--- Text provided ---
▼

Williams J. continued (p 431):-

"Expenditure of this nature is in each case made once and for all to remove a particular threat to the prosperity of the business structure as a whole. The fact that further applications may be made in the future for new licences does not destroy the nature of the advantage to be derived from the defeat of any particular application."
  1. It was in these circumstances that Williams J. concluded that the payment in the Broken Hill Theatres case was on capital account. I do not refer to the detail of the judgments delivered on appeal. It is enough to refer to the joint judgment of Dixon C.J. and McTiernan, Fullagar and Kitto JJ. at pp 433-434.

  2. Counsel for the applicant in the present case relied specifically upon what had been said by the High Court in the Sun Newspapers case at pp 359 and 363. At the second of those pages Dixon J. (as he then was) said (p 363):-

"There are, I think, three matters to be considered, (a) the character of the advantage sought, and in this its lasting qualities may play a part, (b) the manner in which it is to be used, relied upon or enjoyed, and in this and under the former head recurrence may play its part, and (c) the means adopted to obtain it; that is, by providing a periodical reward or outlay to cover its use or enjoyment for periods commensurate with the payment or by making a final provision or payment so as to secure future use or enjoyment."

▲

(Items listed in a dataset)
▼

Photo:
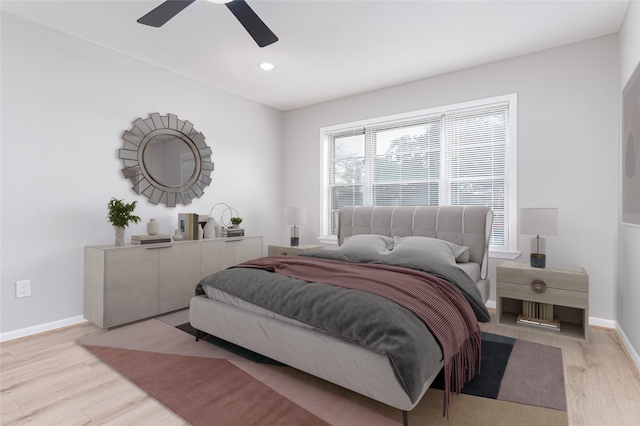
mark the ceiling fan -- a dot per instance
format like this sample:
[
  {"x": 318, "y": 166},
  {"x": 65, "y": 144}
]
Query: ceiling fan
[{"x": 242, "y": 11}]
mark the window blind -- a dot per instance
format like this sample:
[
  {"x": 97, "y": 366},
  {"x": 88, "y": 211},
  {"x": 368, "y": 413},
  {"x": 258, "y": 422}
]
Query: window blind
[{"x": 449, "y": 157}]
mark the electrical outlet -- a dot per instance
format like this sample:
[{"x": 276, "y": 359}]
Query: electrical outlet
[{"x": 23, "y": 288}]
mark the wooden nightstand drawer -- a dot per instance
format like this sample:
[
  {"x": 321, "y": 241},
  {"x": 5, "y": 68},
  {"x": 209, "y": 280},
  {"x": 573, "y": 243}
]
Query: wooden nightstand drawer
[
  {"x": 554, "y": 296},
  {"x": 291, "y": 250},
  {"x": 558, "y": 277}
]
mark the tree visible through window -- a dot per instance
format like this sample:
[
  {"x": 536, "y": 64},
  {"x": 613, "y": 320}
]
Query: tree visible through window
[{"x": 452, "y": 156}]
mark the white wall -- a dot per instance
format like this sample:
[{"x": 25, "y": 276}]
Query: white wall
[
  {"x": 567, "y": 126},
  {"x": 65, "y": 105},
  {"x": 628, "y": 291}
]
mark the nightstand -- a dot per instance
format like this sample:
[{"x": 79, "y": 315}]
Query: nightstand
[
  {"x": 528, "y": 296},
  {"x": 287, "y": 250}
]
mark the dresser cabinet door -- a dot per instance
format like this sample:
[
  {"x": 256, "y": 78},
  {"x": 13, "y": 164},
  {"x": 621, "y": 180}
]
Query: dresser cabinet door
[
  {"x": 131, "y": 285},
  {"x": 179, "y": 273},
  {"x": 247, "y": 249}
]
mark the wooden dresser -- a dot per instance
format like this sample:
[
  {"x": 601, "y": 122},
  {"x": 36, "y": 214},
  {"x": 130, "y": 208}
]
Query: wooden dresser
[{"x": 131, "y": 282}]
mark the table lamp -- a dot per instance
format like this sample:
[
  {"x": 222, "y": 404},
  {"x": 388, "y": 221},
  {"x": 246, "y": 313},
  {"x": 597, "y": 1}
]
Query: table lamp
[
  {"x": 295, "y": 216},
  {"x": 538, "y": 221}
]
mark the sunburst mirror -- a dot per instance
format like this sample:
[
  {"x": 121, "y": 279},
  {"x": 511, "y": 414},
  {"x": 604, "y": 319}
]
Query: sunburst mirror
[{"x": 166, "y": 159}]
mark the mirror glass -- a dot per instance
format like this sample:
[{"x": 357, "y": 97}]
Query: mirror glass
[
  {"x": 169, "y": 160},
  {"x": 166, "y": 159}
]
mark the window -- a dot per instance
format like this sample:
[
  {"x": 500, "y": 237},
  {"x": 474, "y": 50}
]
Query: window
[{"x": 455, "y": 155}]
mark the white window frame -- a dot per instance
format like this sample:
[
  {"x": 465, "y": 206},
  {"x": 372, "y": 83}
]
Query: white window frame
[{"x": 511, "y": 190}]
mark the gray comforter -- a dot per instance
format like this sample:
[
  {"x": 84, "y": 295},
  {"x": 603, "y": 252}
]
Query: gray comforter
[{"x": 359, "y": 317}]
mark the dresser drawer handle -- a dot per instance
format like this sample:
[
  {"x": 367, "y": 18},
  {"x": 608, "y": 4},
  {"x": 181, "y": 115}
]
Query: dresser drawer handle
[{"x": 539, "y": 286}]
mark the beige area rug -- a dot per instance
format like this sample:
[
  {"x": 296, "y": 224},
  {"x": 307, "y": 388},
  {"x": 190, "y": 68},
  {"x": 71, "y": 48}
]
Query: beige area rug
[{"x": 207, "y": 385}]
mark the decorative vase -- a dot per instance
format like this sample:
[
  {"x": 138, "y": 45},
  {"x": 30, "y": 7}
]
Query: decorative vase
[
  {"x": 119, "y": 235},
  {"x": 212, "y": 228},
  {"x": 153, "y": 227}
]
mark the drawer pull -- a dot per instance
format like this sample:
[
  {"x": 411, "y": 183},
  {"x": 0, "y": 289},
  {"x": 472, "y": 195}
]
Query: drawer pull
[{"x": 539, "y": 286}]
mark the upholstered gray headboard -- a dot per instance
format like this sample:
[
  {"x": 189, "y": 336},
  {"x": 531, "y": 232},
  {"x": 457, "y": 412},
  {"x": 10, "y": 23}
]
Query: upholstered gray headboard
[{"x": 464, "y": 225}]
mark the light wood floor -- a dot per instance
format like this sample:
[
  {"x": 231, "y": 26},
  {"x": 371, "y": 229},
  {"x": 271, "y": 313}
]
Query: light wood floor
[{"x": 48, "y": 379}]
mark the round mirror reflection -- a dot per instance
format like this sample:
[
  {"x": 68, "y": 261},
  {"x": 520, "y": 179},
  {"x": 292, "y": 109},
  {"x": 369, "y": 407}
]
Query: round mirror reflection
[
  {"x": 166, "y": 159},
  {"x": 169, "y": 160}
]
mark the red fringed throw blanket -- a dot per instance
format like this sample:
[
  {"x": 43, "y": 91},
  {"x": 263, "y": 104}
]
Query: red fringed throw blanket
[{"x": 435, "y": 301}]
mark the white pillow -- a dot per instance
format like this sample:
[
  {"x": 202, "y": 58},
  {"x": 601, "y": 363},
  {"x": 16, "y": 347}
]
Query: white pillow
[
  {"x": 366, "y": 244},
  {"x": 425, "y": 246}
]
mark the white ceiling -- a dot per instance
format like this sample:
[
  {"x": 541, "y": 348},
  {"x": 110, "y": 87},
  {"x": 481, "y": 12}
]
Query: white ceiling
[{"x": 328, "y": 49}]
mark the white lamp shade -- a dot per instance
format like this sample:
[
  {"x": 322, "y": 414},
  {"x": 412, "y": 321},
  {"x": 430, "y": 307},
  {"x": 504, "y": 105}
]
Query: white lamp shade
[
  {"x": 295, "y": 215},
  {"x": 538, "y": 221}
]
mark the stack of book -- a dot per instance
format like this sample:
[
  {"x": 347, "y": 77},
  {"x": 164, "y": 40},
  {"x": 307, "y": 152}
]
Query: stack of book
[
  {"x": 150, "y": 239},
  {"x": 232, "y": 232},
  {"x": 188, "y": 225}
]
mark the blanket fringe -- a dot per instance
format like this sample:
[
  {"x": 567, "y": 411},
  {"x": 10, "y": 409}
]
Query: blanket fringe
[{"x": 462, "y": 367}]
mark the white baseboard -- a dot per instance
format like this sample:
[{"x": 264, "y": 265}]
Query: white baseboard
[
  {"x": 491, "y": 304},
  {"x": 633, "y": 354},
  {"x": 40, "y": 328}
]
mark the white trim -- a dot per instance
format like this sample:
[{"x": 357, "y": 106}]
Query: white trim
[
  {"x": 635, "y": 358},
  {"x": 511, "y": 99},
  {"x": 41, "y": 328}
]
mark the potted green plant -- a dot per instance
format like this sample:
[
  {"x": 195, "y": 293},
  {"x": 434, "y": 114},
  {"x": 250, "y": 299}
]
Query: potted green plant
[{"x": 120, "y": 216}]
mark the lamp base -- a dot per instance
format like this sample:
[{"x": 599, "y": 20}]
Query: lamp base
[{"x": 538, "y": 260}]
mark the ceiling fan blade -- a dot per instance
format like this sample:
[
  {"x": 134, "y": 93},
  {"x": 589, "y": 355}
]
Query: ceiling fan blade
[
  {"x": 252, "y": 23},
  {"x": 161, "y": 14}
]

▲

--- Brief 1 ---
Translate this sentence from the court judgment excerpt into Spanish: "I do not refer to the detail of the judgments delivered on appeal."
--- Brief 2 ---
Proceed with the court judgment excerpt on capital expenditure, writing on from its final sentence.

--- Written answer 1 ---
No me refiero al detalle de las sentencias dictadas en apelación.

--- Written answer 2 ---
  1. Contrary to the submissions made to me by counsel for the applicant, I am of opinion that, if those considerations are applied to the present case, they lead clearly to the conclusion that the payment here in question was on capital account. If one considers the character of the advantage sought, what was sought was a covenant which would restrain Mr. Kehl from engaging in competition with the company and thus possibly doing acts which might damage its business and goodwill. If one considers the manner in which the payment was to be used, it was to secure the advantage to the company to which I have referred, and, so far as the means adopted to obtain it are concerned, one payment was made. There is no question here of any periodicity in the payments. The very decision in Sun Newspapers itself suggests that it, if applied directly to the facts of this case, should lead to the conclusion that this payment was on capital account.

  2. For all these reasons, I have reached the clear conclusion that the payment in question in the present case was paid on capital and not on revenue account.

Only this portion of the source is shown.